> **RECORDS PROVIDED**
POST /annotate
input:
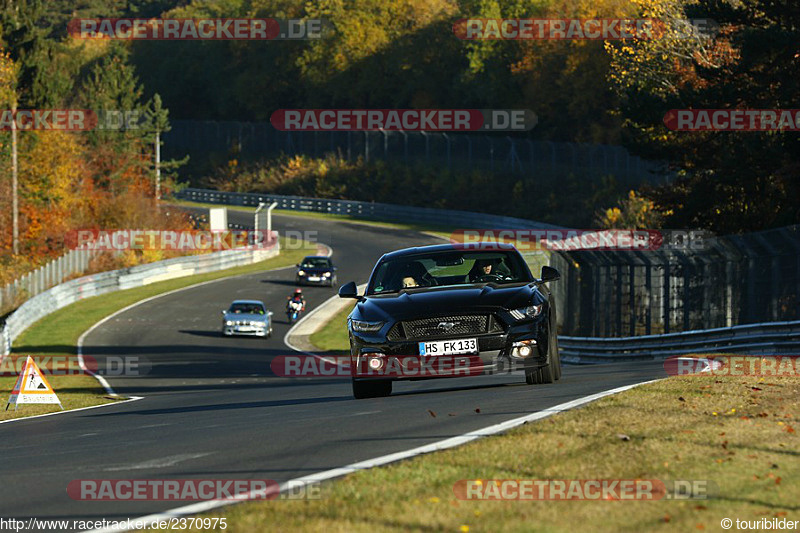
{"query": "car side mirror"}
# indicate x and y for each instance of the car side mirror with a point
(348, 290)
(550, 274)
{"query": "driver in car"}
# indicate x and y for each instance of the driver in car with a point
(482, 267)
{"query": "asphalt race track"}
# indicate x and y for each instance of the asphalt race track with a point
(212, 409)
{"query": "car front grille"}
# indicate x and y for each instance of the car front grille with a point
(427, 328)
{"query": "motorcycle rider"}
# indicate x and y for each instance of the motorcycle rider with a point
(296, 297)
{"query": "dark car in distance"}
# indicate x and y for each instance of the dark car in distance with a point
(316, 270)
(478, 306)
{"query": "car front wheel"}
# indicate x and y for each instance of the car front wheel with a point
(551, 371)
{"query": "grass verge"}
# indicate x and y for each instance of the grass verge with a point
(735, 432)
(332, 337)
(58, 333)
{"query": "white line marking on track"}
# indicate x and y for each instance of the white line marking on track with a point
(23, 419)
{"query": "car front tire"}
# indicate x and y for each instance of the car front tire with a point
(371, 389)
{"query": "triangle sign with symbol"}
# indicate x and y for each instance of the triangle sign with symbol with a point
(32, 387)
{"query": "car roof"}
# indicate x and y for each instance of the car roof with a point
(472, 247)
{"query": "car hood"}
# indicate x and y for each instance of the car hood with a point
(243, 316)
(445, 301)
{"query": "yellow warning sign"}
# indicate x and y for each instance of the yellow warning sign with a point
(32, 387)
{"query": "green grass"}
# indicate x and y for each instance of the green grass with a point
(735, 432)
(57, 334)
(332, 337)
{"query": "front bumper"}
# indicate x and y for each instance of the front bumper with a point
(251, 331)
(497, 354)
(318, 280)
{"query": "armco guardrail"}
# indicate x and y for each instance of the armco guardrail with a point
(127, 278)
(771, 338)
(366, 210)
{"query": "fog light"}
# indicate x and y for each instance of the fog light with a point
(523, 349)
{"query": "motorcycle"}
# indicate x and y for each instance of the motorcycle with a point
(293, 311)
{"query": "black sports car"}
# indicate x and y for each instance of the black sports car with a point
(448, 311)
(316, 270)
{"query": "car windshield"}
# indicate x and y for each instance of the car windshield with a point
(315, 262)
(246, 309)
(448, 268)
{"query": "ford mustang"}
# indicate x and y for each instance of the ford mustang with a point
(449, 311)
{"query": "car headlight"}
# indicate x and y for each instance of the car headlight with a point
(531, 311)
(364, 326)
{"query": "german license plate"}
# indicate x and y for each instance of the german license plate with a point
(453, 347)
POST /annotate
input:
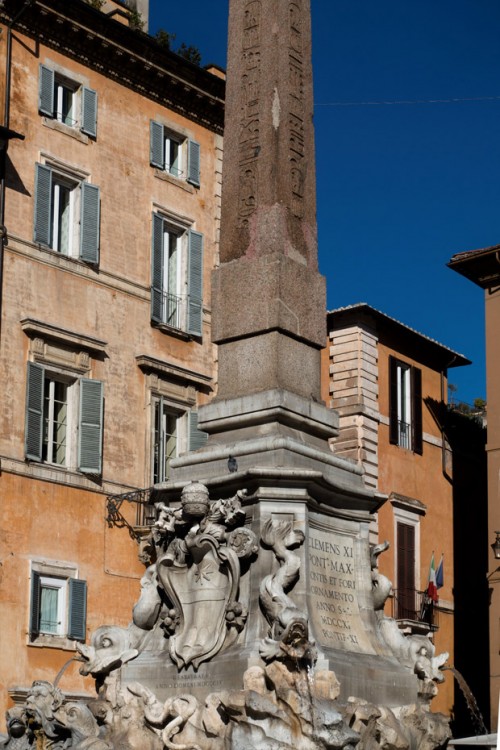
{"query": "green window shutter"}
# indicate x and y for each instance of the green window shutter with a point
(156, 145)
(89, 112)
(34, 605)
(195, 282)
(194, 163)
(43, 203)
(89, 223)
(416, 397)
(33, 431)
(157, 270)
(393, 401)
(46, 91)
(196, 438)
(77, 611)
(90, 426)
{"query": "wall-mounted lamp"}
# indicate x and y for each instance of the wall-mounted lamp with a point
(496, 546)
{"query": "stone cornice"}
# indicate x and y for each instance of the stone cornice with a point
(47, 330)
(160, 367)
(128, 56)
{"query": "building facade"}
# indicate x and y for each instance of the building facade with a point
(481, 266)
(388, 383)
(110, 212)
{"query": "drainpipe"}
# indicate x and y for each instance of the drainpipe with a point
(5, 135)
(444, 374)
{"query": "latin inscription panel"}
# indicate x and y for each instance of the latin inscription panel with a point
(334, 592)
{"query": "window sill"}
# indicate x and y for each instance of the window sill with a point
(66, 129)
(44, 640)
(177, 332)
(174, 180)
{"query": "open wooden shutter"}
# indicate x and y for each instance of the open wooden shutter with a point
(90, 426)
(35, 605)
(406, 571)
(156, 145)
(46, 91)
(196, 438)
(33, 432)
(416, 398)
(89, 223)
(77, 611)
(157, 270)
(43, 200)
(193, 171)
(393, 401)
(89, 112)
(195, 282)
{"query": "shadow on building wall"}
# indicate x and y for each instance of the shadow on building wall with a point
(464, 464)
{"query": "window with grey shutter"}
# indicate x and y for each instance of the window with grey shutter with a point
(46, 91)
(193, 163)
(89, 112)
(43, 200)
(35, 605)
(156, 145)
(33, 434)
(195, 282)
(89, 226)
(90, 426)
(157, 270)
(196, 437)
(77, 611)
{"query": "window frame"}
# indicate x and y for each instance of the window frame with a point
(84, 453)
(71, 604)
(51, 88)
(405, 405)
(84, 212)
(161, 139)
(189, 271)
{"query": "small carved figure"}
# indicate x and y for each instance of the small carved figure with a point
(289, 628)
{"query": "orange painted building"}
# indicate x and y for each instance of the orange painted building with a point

> **SET EXERCISE**
In your copy, repeat each record exactly and include no pictures.

> **FINISHED TASK**
POST /annotate
input:
{"query": "car side mirror"}
# indicate x and y for each instance of the car side mirror with a point
(348, 290)
(550, 274)
{"query": "driver in car"}
# indicate x and y for each instance of the driver in car with a point
(482, 267)
{"query": "asphalt race track"}
# indicate x and y for each instance of the asphalt race track with a point
(212, 409)
{"query": "car front grille"}
# indicate x and y for each instance of the car front grille with a point
(427, 328)
{"query": "motorcycle rider"}
# indicate x and y for each instance of the motorcycle rider with a point
(296, 297)
{"query": "dark car in distance"}
# indicate x and y for each instance of the dark car in distance with a point
(316, 270)
(478, 306)
{"query": "car front wheel"}
# indicate x and y for each instance of the car front wheel with a point
(551, 371)
{"query": "grass verge"}
# indicate x and y for each instance of the grass verge with a point
(735, 432)
(332, 337)
(58, 333)
{"query": "white line marking on track"}
# indicate x and y for each instance of the white line marking on track with a point
(23, 419)
{"query": "car front tire"}
# indicate x and y for each instance of the car front tire with a point
(371, 389)
{"query": "triangle sign with symbol"}
# indicate x and y for each instance of the triangle sign with symbol with a point
(32, 387)
{"query": "car roof"}
# indicate x and y for each instance of the car roof with a point
(472, 247)
{"query": "car hood"}
# indicate x and y for each instance of the car hood with a point
(243, 316)
(445, 301)
{"query": "yellow warning sign"}
# indicate x and y for each instance of the yellow warning sign with a point
(32, 387)
{"query": "green grass"}
# indicate x and y for each instance of the green grass with a point
(735, 432)
(57, 334)
(332, 337)
{"query": "front bumper"}
# indicate x and y for each instance of the front bumper with a point
(251, 331)
(497, 354)
(318, 280)
{"query": "armco guardrail"}
# indicate x and y for each instance of the armco guardrail with a point
(127, 278)
(771, 338)
(366, 210)
{"query": "fog light"}
# indicate x and y for each instance of the fog light with a point
(523, 349)
{"query": "motorcycle"}
# indicate x and y for each instance of the motorcycle with a point
(293, 311)
{"query": "black sports car"}
# indicate x and y for each instance of the black sports car with a point
(448, 311)
(316, 270)
{"query": "car windshield"}
# indicate x and y for each instance of the car windshield with a point
(315, 262)
(246, 309)
(448, 268)
{"query": "ford mustang"}
# indicate x and y for each instance of the ford mustang with a point
(449, 311)
{"query": "car headlight"}
# indicate x and y for each instance of the car headlight with a point
(531, 311)
(364, 326)
{"query": "german license plate"}
# indicate x and y for each instance of the german license plate with a point
(453, 347)
POST /annotate
input:
{"query": "green window shutter"}
# indicate x and y for each instance of the green window shutter with a point
(156, 145)
(89, 112)
(34, 605)
(195, 282)
(194, 163)
(43, 203)
(89, 223)
(416, 397)
(33, 431)
(157, 270)
(393, 401)
(46, 91)
(196, 438)
(77, 611)
(90, 426)
{"query": "wall-mounted lamp"}
# indicate x and y for each instance of the wall-mounted lamp with a point
(496, 546)
{"query": "stone cornice"}
# indicate x and y for each instance of the stone cornice with a point
(47, 330)
(160, 367)
(128, 56)
{"query": "building facade"}
# indicate x and y for each instance of the building facade with a point
(481, 266)
(388, 383)
(110, 212)
{"query": "drainpipe"}
# indicate x and y for each instance of the drainpipe with a point
(5, 135)
(444, 374)
{"query": "latin inscription panel"}
# indicate x and y for each instance of the latin inscription panel with a point
(334, 592)
{"query": "window sill"}
# indicate x and y for each instance of the window sill with a point
(66, 129)
(44, 640)
(177, 332)
(174, 180)
{"query": "open wooden shutter"}
# indicate x and y for each instance of the open wooden shutter with a point
(90, 426)
(35, 605)
(406, 571)
(156, 145)
(46, 91)
(196, 438)
(33, 432)
(416, 398)
(89, 223)
(77, 611)
(157, 270)
(43, 200)
(193, 171)
(393, 401)
(89, 112)
(195, 282)
{"query": "shadow on building wall"}
# indicate x and y for each instance of the shadow on building wall with a point
(464, 464)
{"query": "window with grey shutter"}
# indicate x and y for each instance of the window with grey shutter with a point
(46, 91)
(193, 163)
(89, 112)
(43, 200)
(35, 605)
(156, 145)
(33, 434)
(195, 282)
(89, 226)
(90, 426)
(157, 270)
(196, 437)
(77, 611)
{"query": "window frame"}
# indicate x and y for each instance of the window frame with a point
(84, 453)
(71, 604)
(51, 88)
(405, 405)
(84, 212)
(161, 139)
(189, 271)
{"query": "small carved figure"}
# indicate x and y for each instance of the small carved figure with a point
(289, 628)
{"query": "orange painted building"}
# indicate x and y for each instance of the orange painted building with a point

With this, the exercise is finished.